/---
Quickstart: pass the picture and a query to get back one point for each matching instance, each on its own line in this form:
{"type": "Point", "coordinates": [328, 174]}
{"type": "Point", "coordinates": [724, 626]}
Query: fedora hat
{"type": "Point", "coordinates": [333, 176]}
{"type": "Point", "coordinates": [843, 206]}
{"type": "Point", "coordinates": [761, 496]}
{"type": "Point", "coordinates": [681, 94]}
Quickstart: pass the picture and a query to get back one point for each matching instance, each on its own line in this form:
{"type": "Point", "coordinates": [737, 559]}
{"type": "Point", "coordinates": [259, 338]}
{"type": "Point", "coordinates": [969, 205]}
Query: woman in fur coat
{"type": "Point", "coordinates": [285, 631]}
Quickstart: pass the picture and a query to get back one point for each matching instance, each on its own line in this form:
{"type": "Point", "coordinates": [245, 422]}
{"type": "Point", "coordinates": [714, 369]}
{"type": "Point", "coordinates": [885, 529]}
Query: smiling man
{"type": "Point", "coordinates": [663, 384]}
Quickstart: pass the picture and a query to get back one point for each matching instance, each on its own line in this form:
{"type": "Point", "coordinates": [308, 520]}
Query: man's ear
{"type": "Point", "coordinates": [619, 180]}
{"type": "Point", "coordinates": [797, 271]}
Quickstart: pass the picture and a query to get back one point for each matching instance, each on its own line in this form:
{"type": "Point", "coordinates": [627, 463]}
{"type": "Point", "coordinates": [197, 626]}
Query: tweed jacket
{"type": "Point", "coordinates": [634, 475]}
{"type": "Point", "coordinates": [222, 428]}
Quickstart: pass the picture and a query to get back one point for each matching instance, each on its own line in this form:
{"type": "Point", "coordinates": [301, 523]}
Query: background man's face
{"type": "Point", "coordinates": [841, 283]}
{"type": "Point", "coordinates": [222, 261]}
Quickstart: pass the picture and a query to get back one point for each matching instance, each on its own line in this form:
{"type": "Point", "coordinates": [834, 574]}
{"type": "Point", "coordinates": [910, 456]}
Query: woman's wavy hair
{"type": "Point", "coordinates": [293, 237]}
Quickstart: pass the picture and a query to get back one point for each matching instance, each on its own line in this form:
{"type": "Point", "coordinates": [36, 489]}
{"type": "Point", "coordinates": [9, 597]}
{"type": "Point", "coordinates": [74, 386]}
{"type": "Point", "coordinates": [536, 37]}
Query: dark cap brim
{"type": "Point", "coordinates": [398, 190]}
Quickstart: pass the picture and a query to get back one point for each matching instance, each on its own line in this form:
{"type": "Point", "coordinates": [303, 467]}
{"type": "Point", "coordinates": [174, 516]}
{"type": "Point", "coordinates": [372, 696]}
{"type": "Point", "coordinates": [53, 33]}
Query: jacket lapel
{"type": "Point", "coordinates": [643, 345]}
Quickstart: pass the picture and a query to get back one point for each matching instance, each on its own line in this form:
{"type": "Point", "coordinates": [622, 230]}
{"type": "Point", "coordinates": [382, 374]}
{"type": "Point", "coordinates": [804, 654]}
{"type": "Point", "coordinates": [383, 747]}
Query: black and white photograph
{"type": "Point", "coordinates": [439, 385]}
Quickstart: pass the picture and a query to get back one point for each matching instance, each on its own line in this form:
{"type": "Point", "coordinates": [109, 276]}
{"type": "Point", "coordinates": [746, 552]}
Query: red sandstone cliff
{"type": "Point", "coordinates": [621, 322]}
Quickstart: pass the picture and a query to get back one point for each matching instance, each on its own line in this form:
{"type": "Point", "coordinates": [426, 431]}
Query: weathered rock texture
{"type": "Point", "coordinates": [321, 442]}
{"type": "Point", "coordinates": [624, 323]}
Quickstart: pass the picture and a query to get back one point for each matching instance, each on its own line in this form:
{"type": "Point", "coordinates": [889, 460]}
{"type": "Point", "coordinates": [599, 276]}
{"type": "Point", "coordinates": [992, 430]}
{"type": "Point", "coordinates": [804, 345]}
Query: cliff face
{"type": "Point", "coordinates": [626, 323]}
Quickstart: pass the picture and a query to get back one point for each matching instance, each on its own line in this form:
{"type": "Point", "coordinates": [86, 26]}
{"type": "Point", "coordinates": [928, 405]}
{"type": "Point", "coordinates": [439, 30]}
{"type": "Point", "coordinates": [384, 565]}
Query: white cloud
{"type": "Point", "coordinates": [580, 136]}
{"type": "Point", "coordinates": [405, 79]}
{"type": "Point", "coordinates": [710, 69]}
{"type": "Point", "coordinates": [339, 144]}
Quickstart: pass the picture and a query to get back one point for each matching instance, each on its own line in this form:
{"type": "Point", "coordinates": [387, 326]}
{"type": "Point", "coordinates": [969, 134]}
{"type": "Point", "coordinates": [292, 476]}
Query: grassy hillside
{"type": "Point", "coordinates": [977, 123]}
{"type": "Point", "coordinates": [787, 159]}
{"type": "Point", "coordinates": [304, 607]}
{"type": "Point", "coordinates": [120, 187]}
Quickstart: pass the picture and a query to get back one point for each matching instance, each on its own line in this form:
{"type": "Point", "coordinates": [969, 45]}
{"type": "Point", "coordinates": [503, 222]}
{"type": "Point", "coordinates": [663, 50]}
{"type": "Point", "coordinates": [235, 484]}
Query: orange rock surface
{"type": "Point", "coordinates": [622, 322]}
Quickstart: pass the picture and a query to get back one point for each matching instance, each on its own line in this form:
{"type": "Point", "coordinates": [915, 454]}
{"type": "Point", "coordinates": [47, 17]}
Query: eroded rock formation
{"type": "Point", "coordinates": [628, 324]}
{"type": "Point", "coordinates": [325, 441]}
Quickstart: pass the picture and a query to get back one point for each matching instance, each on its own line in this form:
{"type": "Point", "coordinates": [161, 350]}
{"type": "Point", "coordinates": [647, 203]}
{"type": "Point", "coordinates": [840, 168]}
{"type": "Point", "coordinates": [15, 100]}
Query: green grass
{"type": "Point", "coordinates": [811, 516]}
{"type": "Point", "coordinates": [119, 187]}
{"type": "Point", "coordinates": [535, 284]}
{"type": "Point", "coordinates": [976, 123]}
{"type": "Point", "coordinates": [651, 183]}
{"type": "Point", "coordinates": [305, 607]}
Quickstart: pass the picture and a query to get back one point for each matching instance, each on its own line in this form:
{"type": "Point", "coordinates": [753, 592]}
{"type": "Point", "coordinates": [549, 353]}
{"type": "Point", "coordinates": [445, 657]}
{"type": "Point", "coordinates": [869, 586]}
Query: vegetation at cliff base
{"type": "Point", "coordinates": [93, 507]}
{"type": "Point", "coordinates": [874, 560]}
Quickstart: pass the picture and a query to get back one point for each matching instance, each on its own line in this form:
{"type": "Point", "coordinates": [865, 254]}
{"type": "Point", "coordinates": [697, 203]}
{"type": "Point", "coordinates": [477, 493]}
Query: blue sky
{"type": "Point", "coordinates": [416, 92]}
\---
WORK REQUIRED.
Give back the entries above precisely as they appear.

TASK SOLUTION.
Quickstart: pass the picture and a query to get back one point for each matching instance, each on its own line in this form:
{"type": "Point", "coordinates": [328, 174]}
{"type": "Point", "coordinates": [724, 626]}
Query: fedora hat
{"type": "Point", "coordinates": [333, 176]}
{"type": "Point", "coordinates": [843, 206]}
{"type": "Point", "coordinates": [761, 496]}
{"type": "Point", "coordinates": [681, 94]}
Quickstart: pass the picture and a query to get back one point for each matching instance, each on its own line in this form:
{"type": "Point", "coordinates": [737, 559]}
{"type": "Point", "coordinates": [259, 338]}
{"type": "Point", "coordinates": [969, 205]}
Query: woman in fur coat
{"type": "Point", "coordinates": [285, 631]}
Quickstart: pass the picture and a query to get back one point for each matching instance, each on its own line in this form:
{"type": "Point", "coordinates": [245, 422]}
{"type": "Point", "coordinates": [714, 369]}
{"type": "Point", "coordinates": [885, 529]}
Query: smiling man
{"type": "Point", "coordinates": [663, 384]}
Quickstart: pass the picture and a query to get back one point for each matching instance, each on its own line in this form:
{"type": "Point", "coordinates": [308, 520]}
Query: man's ear
{"type": "Point", "coordinates": [619, 180]}
{"type": "Point", "coordinates": [797, 271]}
Quickstart: pass the picture and a query to get back one point for each matching instance, each on its own line in this form:
{"type": "Point", "coordinates": [627, 463]}
{"type": "Point", "coordinates": [197, 626]}
Query: tweed jacket
{"type": "Point", "coordinates": [634, 475]}
{"type": "Point", "coordinates": [222, 428]}
Quickstart: pass the picture and a query to get back one point for each matching instance, each on its own line in this form:
{"type": "Point", "coordinates": [301, 523]}
Query: background man's face
{"type": "Point", "coordinates": [841, 283]}
{"type": "Point", "coordinates": [222, 261]}
Quickstart: pass the picture and a query to get back one point for each matching instance, each on its own line in this form:
{"type": "Point", "coordinates": [834, 574]}
{"type": "Point", "coordinates": [910, 456]}
Query: woman's wavy hair
{"type": "Point", "coordinates": [293, 237]}
Quickstart: pass the picture and a query to get back one point for each matching instance, each on its own line in this form:
{"type": "Point", "coordinates": [36, 489]}
{"type": "Point", "coordinates": [9, 597]}
{"type": "Point", "coordinates": [74, 386]}
{"type": "Point", "coordinates": [536, 37]}
Query: dark cap brim
{"type": "Point", "coordinates": [398, 190]}
Quickstart: pass the picture and a query to get back one point for each matching instance, each on its own line in this form:
{"type": "Point", "coordinates": [303, 467]}
{"type": "Point", "coordinates": [174, 516]}
{"type": "Point", "coordinates": [372, 696]}
{"type": "Point", "coordinates": [53, 33]}
Query: jacket lapel
{"type": "Point", "coordinates": [643, 345]}
Quickstart: pass the picture and a query to get back one point for each matching instance, each on its own line in this form:
{"type": "Point", "coordinates": [622, 230]}
{"type": "Point", "coordinates": [382, 374]}
{"type": "Point", "coordinates": [804, 654]}
{"type": "Point", "coordinates": [383, 747]}
Query: black and white photograph
{"type": "Point", "coordinates": [439, 385]}
Quickstart: pass the picture and a query to get back one point for each matching instance, each on its own line in this form:
{"type": "Point", "coordinates": [109, 276]}
{"type": "Point", "coordinates": [746, 552]}
Query: red sandstone cliff
{"type": "Point", "coordinates": [621, 322]}
Quickstart: pass the picture and a query to get back one point for each matching instance, each on its own line in this form:
{"type": "Point", "coordinates": [426, 431]}
Query: weathered rock texture
{"type": "Point", "coordinates": [321, 442]}
{"type": "Point", "coordinates": [624, 323]}
Quickstart: pass the picture and a query to get back one point for each matching instance, each on its own line in this form:
{"type": "Point", "coordinates": [889, 460]}
{"type": "Point", "coordinates": [599, 276]}
{"type": "Point", "coordinates": [992, 430]}
{"type": "Point", "coordinates": [804, 345]}
Query: cliff face
{"type": "Point", "coordinates": [626, 323]}
Quickstart: pass the picture and a query to get back one point for each matching instance, each on its own line in this form:
{"type": "Point", "coordinates": [86, 26]}
{"type": "Point", "coordinates": [928, 405]}
{"type": "Point", "coordinates": [439, 30]}
{"type": "Point", "coordinates": [384, 565]}
Query: white cloud
{"type": "Point", "coordinates": [580, 136]}
{"type": "Point", "coordinates": [405, 79]}
{"type": "Point", "coordinates": [710, 69]}
{"type": "Point", "coordinates": [339, 144]}
Quickstart: pass the picture and a query to get back one point for each matching instance, each on its own line in this form:
{"type": "Point", "coordinates": [387, 326]}
{"type": "Point", "coordinates": [969, 134]}
{"type": "Point", "coordinates": [292, 476]}
Query: grassy hillside
{"type": "Point", "coordinates": [977, 123]}
{"type": "Point", "coordinates": [787, 159]}
{"type": "Point", "coordinates": [304, 607]}
{"type": "Point", "coordinates": [120, 187]}
Quickstart: pass the picture and a query to get back one point for each matching instance, each on its own line in this form:
{"type": "Point", "coordinates": [969, 45]}
{"type": "Point", "coordinates": [503, 222]}
{"type": "Point", "coordinates": [663, 50]}
{"type": "Point", "coordinates": [235, 484]}
Query: orange rock surface
{"type": "Point", "coordinates": [622, 322]}
Quickstart: pass the picture and a query to get back one point for each matching instance, each on its own line in this form:
{"type": "Point", "coordinates": [915, 454]}
{"type": "Point", "coordinates": [47, 17]}
Query: eroded rock formation
{"type": "Point", "coordinates": [628, 324]}
{"type": "Point", "coordinates": [325, 441]}
Quickstart: pass the picture and a query to get back one point for each matching instance, each on its own line in this form:
{"type": "Point", "coordinates": [161, 350]}
{"type": "Point", "coordinates": [647, 203]}
{"type": "Point", "coordinates": [840, 168]}
{"type": "Point", "coordinates": [15, 100]}
Query: green grass
{"type": "Point", "coordinates": [811, 516]}
{"type": "Point", "coordinates": [119, 187]}
{"type": "Point", "coordinates": [535, 284]}
{"type": "Point", "coordinates": [976, 123]}
{"type": "Point", "coordinates": [651, 183]}
{"type": "Point", "coordinates": [305, 607]}
Quickstart: pass the picture and a query to get back one point for each matching instance, each on its own line in this form:
{"type": "Point", "coordinates": [753, 592]}
{"type": "Point", "coordinates": [549, 353]}
{"type": "Point", "coordinates": [445, 657]}
{"type": "Point", "coordinates": [869, 586]}
Query: vegetation at cliff base
{"type": "Point", "coordinates": [93, 507]}
{"type": "Point", "coordinates": [874, 560]}
Quickstart: pass the picture and a query to get back one point for each matching instance, each on its own line in this form:
{"type": "Point", "coordinates": [865, 254]}
{"type": "Point", "coordinates": [697, 203]}
{"type": "Point", "coordinates": [477, 493]}
Query: blue sky
{"type": "Point", "coordinates": [416, 92]}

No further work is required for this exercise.